Provided text

######

The WHO’s decision to declare COVID-19 an international concern was “not a vote of no confidence” in China, said WHO director-general Tedros Adhanom Ghebreyesus, emphasizing that China’s response has been swift. Instead, it was a global precaution.

“We don’t know what sort of damage this virus could do if it were to spread in a country with a weaker health system,” Ghebreyesus said.

In late January, Chinese officials began implementing a partial quarantine around Wuhan, population 11 million. As of February 6, the city was under a military-style lockdown with authorities going house-to-house and moving infected people to giant quarantine centers.

Despite the virus’s rampant spread and international attention, the WHO only announced the official name for the disease this virus on Tuesday: COVID-19, which stands for Coronavirus Disease 2019, the year the first case appeared.

Here’s the latest update on COVID-19.

First of all, what’s a coronavirus?

According to the CDC, coronaviruses are “common throughout the world,” and they “commonly cause mild to moderate illness.” However, newer strains of the virus have causes severe illness, such as SARS in 2003 and MERS in 2012. According to the Chinese Center for Disease Control and Prevention, COVID-19 is only the seventh type reported to have infected humans.

######

Exercise data
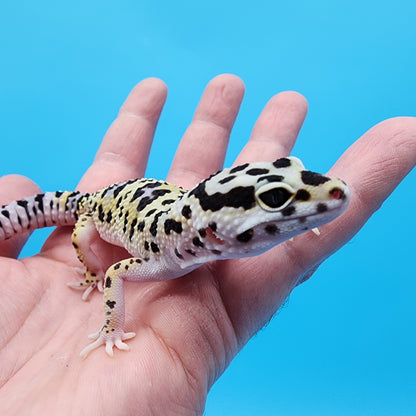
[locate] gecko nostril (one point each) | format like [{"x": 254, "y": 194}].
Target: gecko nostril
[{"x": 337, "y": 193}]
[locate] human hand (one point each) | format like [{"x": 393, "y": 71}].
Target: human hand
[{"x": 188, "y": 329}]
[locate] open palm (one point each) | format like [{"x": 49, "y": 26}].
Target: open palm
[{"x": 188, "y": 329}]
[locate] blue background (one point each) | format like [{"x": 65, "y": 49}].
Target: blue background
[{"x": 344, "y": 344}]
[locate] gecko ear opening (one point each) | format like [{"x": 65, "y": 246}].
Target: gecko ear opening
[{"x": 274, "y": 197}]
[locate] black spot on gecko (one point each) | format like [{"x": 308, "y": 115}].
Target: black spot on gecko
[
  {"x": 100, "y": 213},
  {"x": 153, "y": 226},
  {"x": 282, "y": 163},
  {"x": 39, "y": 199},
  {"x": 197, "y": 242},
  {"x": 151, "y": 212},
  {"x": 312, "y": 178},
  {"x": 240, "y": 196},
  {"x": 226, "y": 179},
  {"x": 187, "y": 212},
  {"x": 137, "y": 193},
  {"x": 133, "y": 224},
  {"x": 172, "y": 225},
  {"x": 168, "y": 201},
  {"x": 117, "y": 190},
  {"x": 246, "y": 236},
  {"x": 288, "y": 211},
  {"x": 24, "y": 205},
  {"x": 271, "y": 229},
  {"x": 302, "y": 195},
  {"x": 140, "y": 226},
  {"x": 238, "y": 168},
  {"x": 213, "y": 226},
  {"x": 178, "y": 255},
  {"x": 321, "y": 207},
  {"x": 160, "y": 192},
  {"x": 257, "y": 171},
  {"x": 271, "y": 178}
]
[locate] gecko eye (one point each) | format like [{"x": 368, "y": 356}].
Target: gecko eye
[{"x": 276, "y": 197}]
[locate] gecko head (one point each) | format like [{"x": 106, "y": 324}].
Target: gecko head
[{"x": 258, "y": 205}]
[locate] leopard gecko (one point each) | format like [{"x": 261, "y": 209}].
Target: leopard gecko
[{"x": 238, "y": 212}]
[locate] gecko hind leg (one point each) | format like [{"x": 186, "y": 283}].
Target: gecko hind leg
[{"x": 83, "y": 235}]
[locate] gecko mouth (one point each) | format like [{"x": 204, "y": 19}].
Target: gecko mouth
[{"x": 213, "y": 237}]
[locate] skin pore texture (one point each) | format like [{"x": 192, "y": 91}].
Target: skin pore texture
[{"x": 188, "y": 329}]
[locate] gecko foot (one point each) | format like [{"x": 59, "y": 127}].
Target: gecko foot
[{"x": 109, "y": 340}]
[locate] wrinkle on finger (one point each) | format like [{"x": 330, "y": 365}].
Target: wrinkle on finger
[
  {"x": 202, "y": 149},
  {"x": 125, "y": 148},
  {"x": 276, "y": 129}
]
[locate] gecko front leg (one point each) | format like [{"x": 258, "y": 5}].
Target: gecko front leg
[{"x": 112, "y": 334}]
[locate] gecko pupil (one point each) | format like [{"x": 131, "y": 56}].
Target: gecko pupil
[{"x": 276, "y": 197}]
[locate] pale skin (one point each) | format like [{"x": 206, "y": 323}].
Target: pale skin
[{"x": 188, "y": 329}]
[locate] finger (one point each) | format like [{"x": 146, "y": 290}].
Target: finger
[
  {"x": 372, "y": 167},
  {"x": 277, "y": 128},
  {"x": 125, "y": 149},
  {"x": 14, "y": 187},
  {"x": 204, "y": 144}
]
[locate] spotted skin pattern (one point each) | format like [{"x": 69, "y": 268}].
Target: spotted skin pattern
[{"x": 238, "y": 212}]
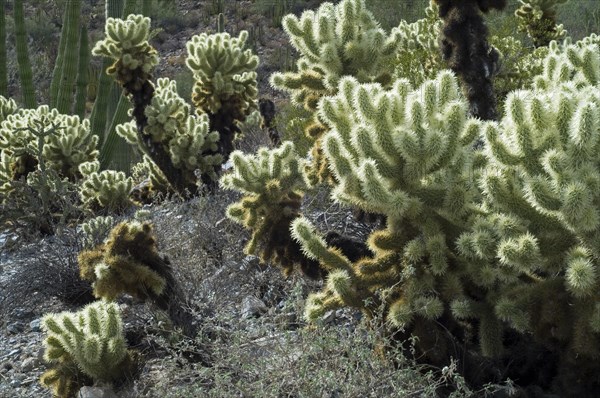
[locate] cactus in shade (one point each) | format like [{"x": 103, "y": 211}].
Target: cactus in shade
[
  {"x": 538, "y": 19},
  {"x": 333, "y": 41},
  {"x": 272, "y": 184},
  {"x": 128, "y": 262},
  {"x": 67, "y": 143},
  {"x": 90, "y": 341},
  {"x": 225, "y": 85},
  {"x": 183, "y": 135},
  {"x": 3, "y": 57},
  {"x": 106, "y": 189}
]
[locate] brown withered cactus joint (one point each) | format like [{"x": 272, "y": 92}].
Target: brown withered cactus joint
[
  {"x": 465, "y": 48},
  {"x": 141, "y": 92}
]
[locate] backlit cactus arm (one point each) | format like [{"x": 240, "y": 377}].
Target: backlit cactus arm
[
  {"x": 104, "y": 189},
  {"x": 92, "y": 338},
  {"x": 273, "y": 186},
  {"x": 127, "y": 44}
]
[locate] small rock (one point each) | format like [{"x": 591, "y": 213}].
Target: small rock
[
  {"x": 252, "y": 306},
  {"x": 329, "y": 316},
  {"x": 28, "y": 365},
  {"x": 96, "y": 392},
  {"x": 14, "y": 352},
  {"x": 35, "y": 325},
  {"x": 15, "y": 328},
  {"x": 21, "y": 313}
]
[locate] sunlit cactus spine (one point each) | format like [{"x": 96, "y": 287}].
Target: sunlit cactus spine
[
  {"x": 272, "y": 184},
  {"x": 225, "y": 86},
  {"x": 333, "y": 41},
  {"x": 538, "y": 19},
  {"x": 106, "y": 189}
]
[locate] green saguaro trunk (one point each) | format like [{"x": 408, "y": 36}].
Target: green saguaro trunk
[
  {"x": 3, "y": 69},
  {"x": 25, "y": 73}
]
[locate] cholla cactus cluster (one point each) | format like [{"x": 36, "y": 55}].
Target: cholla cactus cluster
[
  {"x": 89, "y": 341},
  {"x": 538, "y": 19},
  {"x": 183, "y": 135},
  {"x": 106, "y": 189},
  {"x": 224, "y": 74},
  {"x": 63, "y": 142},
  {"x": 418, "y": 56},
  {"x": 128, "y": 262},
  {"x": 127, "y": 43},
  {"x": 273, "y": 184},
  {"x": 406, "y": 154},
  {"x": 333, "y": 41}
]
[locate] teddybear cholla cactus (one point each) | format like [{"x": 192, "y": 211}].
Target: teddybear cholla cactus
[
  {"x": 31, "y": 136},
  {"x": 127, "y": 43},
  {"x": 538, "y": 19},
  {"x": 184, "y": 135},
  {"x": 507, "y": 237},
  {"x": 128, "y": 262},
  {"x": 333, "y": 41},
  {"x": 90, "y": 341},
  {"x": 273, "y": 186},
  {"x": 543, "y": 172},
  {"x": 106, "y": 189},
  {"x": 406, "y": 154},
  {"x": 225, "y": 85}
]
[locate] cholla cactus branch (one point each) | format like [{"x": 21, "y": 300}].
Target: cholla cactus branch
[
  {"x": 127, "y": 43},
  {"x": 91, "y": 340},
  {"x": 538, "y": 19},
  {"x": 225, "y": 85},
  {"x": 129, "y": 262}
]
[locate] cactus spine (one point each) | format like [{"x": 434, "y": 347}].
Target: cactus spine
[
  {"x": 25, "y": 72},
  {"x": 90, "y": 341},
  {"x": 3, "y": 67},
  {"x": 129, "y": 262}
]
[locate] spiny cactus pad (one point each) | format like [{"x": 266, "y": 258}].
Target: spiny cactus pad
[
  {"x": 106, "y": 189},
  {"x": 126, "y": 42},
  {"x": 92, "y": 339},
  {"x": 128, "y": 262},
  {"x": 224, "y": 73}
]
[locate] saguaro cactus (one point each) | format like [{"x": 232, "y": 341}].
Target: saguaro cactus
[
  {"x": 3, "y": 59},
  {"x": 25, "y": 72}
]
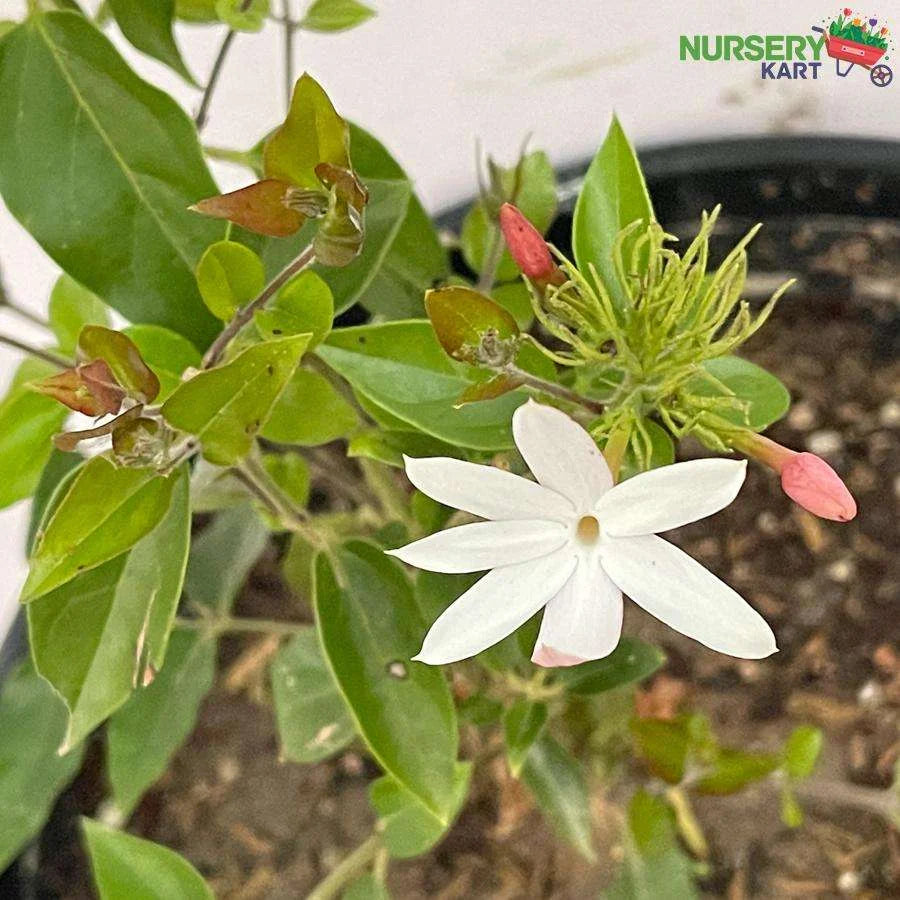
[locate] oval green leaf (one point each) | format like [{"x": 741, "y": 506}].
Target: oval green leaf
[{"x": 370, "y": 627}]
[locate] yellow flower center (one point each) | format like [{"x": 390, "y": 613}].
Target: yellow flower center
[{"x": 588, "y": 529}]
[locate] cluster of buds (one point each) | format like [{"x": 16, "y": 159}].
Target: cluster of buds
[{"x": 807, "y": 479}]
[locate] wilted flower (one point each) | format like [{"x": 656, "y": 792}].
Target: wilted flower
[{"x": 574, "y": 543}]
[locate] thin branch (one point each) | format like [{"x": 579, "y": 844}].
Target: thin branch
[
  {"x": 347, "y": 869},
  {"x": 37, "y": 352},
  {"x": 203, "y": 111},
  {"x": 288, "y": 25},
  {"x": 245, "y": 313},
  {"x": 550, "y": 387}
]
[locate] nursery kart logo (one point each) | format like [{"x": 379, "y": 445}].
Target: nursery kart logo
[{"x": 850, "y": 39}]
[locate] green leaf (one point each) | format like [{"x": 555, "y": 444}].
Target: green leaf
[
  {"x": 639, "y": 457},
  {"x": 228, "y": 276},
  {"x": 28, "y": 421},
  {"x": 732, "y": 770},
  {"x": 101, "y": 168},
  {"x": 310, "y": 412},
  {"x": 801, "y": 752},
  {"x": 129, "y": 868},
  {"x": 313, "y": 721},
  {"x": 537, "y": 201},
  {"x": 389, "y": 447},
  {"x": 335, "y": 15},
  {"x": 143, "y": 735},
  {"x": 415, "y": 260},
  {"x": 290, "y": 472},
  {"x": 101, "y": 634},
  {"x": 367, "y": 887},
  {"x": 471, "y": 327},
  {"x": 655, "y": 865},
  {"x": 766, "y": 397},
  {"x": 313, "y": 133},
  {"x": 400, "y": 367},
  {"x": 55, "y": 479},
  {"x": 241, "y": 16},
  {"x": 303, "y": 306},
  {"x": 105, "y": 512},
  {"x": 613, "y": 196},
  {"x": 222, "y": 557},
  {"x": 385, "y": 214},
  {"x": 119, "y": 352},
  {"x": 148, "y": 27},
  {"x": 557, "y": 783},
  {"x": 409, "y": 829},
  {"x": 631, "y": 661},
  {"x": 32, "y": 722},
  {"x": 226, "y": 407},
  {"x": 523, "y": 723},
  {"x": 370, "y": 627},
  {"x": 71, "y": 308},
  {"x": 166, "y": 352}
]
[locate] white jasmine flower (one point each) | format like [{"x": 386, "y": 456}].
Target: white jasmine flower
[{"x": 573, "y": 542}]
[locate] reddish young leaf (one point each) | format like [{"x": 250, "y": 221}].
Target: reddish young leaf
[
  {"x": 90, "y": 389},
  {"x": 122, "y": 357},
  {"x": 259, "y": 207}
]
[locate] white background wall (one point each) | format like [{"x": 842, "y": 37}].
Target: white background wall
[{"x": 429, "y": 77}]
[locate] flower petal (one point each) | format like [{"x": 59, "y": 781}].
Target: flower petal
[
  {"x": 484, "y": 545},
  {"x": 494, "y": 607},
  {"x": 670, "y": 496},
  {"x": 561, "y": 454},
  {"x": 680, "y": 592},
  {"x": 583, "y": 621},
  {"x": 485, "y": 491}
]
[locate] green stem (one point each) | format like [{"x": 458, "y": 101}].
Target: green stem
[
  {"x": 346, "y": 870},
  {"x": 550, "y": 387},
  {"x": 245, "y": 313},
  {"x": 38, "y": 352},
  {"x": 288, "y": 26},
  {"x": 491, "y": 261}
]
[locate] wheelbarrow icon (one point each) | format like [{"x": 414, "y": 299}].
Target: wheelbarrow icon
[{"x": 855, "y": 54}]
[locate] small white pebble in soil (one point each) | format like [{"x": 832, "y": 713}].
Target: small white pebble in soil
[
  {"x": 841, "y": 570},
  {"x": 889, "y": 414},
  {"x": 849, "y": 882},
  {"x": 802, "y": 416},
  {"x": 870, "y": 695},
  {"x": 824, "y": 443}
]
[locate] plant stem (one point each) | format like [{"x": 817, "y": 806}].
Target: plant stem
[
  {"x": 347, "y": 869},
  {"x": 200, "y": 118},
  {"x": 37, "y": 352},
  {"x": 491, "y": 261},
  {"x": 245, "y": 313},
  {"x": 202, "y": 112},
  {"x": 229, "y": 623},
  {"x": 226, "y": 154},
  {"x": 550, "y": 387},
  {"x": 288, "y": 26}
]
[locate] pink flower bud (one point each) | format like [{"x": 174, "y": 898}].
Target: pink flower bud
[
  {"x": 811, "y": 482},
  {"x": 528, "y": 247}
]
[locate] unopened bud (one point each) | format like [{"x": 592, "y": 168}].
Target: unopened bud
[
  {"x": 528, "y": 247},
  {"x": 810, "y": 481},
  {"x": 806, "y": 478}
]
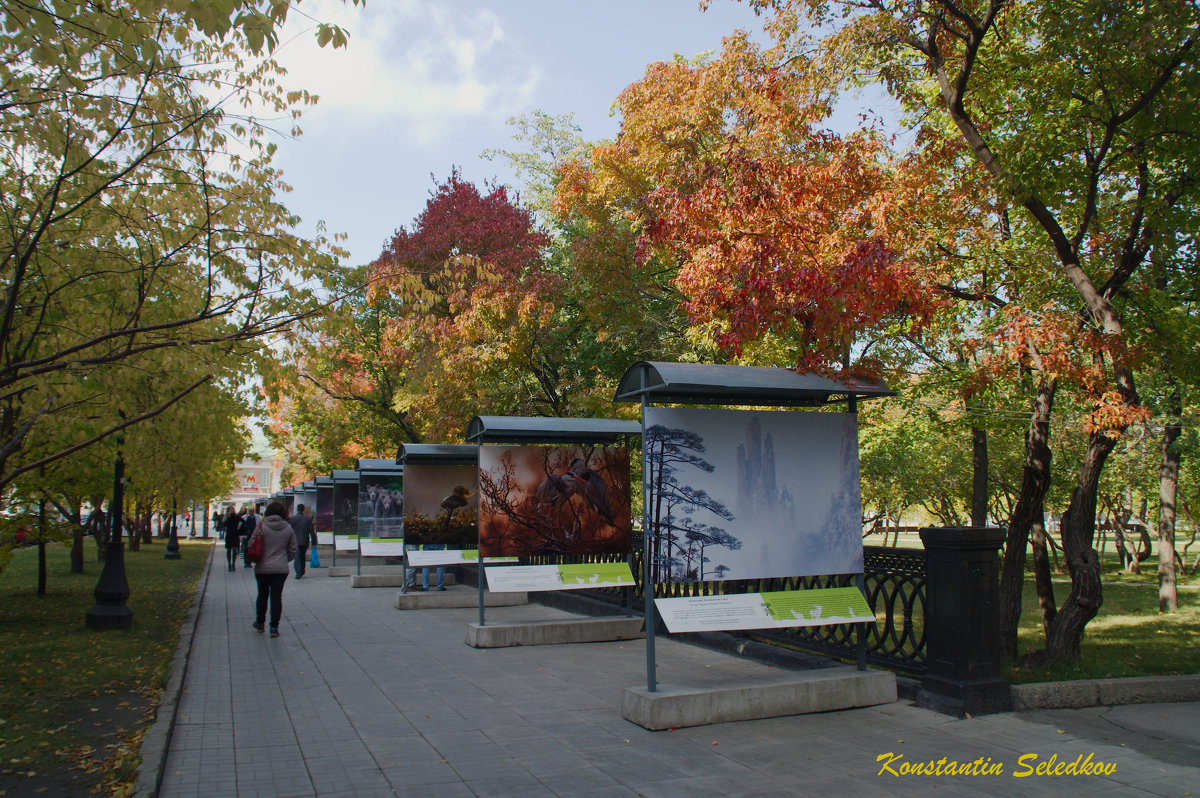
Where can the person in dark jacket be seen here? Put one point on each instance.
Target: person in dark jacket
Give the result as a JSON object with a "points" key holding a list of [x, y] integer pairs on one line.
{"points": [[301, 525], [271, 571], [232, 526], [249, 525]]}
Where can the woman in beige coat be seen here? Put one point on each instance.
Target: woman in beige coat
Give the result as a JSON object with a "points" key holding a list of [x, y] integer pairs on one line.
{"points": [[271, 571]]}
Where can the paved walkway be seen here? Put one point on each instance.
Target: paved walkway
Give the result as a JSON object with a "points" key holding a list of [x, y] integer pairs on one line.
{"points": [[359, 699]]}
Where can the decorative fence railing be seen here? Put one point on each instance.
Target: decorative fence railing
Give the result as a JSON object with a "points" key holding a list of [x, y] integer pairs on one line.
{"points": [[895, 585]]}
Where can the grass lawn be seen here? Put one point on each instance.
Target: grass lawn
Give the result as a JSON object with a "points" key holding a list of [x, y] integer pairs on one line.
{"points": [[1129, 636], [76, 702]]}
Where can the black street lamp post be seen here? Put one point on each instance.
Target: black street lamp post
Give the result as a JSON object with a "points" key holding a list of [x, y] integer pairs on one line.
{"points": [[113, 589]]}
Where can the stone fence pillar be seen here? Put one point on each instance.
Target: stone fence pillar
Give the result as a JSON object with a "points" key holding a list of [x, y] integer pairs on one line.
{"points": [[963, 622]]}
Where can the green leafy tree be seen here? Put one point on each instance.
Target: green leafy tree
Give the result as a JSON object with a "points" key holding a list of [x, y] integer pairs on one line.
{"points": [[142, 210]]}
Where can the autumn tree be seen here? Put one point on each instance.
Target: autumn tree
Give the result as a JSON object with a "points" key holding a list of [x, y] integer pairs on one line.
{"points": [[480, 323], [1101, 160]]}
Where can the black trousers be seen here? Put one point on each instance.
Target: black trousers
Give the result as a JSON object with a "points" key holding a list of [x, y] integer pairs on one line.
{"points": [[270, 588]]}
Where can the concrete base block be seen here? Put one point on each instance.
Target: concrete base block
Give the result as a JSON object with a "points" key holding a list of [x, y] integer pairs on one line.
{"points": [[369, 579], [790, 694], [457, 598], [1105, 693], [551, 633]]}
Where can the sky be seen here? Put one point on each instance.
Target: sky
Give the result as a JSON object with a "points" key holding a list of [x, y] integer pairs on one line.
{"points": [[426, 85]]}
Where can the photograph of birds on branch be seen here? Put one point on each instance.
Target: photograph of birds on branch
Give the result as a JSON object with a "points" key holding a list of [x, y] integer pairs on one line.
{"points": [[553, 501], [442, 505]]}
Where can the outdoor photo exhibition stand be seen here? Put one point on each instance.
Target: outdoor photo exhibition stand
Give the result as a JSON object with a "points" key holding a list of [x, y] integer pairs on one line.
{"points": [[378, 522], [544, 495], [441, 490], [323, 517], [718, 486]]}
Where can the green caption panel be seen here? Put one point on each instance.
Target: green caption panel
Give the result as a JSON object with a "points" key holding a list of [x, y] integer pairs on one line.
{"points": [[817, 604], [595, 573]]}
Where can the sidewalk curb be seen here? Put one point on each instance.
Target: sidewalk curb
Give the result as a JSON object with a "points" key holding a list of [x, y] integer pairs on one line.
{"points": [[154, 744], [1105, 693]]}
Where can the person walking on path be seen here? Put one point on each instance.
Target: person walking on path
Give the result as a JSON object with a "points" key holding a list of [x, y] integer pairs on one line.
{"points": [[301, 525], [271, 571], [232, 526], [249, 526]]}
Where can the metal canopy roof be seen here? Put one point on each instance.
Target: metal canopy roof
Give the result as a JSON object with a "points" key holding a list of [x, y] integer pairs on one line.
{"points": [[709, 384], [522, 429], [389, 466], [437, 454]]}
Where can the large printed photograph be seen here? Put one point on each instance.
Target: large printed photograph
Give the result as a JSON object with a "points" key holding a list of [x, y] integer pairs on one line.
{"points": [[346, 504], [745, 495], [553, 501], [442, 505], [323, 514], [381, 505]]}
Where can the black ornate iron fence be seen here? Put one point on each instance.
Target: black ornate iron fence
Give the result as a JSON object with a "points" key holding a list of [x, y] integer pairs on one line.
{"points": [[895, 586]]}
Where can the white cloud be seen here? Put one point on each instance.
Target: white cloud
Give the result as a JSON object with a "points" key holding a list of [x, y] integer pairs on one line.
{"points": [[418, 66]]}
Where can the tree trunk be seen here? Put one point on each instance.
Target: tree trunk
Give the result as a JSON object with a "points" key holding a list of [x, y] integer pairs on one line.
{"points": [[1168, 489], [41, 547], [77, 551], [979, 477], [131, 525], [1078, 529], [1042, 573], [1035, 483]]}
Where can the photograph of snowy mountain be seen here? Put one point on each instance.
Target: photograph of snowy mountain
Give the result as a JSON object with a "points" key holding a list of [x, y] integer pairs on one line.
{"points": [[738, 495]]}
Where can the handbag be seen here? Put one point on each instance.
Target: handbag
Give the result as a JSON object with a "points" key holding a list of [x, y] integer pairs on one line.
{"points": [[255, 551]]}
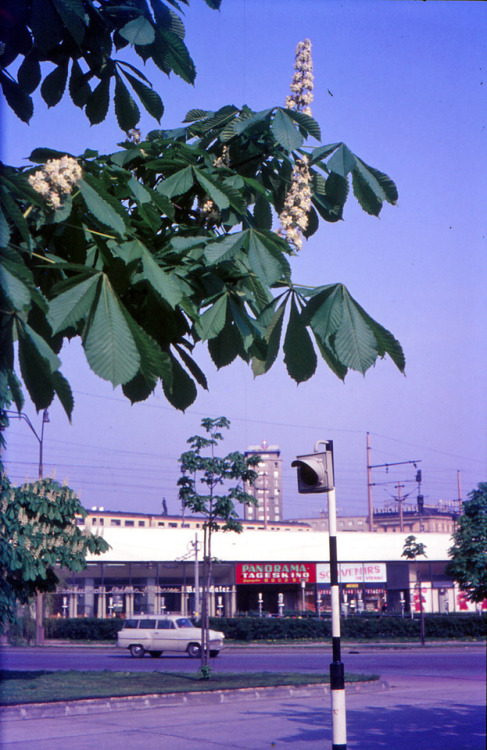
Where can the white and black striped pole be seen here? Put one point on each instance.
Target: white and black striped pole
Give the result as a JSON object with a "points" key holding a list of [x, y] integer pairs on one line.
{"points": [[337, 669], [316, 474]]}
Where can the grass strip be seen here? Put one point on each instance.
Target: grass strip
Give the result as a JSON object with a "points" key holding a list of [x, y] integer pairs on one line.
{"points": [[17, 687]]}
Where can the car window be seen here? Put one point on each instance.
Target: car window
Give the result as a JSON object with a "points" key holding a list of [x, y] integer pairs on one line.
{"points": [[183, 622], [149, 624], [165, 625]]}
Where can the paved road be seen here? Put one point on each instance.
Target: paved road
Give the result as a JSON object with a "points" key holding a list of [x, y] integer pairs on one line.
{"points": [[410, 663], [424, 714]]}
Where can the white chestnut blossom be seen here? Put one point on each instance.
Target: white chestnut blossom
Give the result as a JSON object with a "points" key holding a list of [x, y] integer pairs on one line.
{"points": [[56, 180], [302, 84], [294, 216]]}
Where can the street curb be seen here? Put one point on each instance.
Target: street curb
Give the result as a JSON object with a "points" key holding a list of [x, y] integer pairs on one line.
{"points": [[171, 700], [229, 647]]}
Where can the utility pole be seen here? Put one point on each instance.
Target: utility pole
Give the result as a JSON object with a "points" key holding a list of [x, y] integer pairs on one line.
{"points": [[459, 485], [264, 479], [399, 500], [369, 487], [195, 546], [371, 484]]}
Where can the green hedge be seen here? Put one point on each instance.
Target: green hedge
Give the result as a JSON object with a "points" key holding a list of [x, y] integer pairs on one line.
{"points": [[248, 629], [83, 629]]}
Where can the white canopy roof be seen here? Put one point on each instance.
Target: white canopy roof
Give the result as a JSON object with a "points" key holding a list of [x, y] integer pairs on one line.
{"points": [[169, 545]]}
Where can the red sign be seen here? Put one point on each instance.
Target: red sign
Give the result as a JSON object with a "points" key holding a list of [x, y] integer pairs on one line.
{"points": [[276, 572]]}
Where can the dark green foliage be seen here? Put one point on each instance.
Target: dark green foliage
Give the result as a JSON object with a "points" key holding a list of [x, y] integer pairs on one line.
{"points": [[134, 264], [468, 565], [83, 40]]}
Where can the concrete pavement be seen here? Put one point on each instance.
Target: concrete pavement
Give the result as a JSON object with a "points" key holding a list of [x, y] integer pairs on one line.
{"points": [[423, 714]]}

######

Do these statements agree with the COVID-19 text? Answer yes or no for each and quote the words that decide it. 1. Wuhan has a population of 11 million. 2. The WHO director-general described China's response as slow. 3. The Chinese Center for Disease Control and Prevention reports COVID-19 as the fifth type to have infected humans. Rely only on the COVID-19 text and nothing else.

1. Yes: "Wuhan, population 11 million"
2. No: "emphasizing that China’s response has been swift"
3. No: "COVID-19 is only the seventh type reported to have infected humans"